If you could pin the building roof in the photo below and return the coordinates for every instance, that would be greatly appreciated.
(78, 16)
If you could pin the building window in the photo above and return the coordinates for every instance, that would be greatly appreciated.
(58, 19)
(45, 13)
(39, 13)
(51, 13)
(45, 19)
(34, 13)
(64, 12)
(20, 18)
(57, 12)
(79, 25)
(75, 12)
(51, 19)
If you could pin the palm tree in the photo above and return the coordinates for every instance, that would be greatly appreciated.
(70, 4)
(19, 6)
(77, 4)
━━━━━━━━
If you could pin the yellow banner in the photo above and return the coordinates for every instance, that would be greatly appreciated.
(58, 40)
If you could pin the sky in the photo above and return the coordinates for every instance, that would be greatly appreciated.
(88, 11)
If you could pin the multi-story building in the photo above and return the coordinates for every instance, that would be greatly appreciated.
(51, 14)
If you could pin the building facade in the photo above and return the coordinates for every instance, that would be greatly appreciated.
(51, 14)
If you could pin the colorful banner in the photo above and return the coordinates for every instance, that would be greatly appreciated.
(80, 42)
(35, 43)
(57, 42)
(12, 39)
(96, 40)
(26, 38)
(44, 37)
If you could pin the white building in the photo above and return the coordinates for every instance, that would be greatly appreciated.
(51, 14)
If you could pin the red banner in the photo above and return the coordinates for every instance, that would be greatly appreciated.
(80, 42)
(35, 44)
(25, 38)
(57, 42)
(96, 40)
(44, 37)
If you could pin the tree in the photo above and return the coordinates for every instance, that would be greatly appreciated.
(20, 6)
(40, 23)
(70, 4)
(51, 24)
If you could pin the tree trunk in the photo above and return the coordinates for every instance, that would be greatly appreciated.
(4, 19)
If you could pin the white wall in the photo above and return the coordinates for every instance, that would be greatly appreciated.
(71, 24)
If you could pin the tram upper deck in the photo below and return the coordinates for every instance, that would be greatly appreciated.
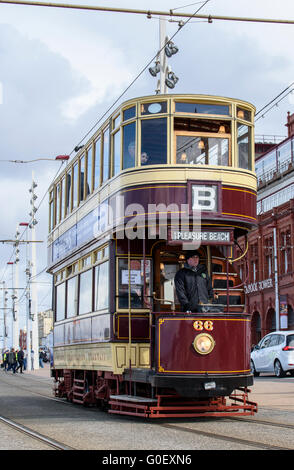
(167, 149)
━━━━━━━━
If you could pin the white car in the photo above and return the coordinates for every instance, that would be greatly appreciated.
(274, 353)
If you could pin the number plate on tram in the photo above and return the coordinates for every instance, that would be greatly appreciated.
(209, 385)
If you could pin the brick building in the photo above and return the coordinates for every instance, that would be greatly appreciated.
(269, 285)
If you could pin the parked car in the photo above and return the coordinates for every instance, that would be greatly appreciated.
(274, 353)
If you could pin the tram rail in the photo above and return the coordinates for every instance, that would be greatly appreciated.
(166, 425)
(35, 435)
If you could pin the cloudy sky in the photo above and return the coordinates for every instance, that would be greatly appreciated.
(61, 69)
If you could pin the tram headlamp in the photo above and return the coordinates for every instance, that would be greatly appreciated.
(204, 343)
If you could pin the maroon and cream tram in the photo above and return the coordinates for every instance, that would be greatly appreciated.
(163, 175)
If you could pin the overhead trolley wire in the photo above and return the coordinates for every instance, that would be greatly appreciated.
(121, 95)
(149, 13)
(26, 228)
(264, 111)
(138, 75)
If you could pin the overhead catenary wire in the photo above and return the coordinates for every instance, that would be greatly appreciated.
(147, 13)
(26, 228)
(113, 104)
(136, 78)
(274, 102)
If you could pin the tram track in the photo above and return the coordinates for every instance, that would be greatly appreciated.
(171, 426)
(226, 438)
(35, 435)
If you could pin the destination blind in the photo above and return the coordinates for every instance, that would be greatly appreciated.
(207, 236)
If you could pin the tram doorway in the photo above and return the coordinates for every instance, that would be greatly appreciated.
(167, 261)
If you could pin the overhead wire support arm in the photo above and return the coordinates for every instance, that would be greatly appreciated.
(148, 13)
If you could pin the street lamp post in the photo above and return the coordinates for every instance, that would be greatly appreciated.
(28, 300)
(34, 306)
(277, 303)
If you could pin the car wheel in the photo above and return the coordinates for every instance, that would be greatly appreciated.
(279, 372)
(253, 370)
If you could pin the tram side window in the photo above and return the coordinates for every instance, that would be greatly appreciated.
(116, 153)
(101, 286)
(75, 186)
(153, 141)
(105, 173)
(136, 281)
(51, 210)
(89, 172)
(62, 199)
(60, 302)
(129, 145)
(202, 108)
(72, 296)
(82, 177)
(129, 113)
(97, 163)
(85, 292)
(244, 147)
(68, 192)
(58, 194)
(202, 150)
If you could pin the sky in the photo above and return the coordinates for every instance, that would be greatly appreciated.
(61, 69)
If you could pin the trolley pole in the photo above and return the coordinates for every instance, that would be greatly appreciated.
━━━━━━━━
依頼内容 ▸ 「If you could pin the overhead catenary」を含む行から「If you could pin the trolley」を含む行まで(両端を含む)のデータを、「destination blind」を「destination sign」に差し替えて書き直すこと。それ以外は一切変えない。

記述回答 ▸
If you could pin the overhead catenary wire in the photo above and return the coordinates for every instance, that would be greatly appreciated.
(147, 13)
(26, 228)
(113, 104)
(136, 78)
(274, 102)
If you could pin the tram track in the photo above and return the coordinates for every instance, that would be greatly appreciated.
(171, 426)
(226, 438)
(35, 435)
If you could pin the destination sign in the photo above and return the coordinates for every instance, that would be greatly appreciated.
(207, 236)
If you could pin the tram doorway in the photo above and return the coordinates for every instance, that would be greatly appreciated.
(167, 261)
If you could pin the overhead wire support arm in the photo above and return the coordinates for every instance, that would be greatly appreciated.
(148, 13)
If you could pin the street lamp post in the photo above and return the coordinates for every instance, that would be greatly appreciated.
(28, 300)
(34, 306)
(277, 303)
If you could pin the car wheel in the photo above and return the coordinates for every instance, that would be greatly appreciated.
(279, 372)
(253, 370)
If you could pin the tram side window in the photo above and return the coordinates for every instance, that would be greatly appreciated.
(116, 153)
(101, 286)
(75, 186)
(153, 141)
(105, 173)
(136, 281)
(51, 210)
(89, 172)
(62, 199)
(60, 302)
(129, 145)
(202, 108)
(72, 296)
(82, 177)
(129, 113)
(97, 163)
(85, 292)
(244, 147)
(68, 192)
(58, 194)
(202, 150)
If you could pin the sky in the photo above and return the coordinates for every instance, that would be greatly appreciated.
(61, 69)
If you could pin the trolley pole in the photo above and return the coordinates for every instance, that would be greatly appreciated.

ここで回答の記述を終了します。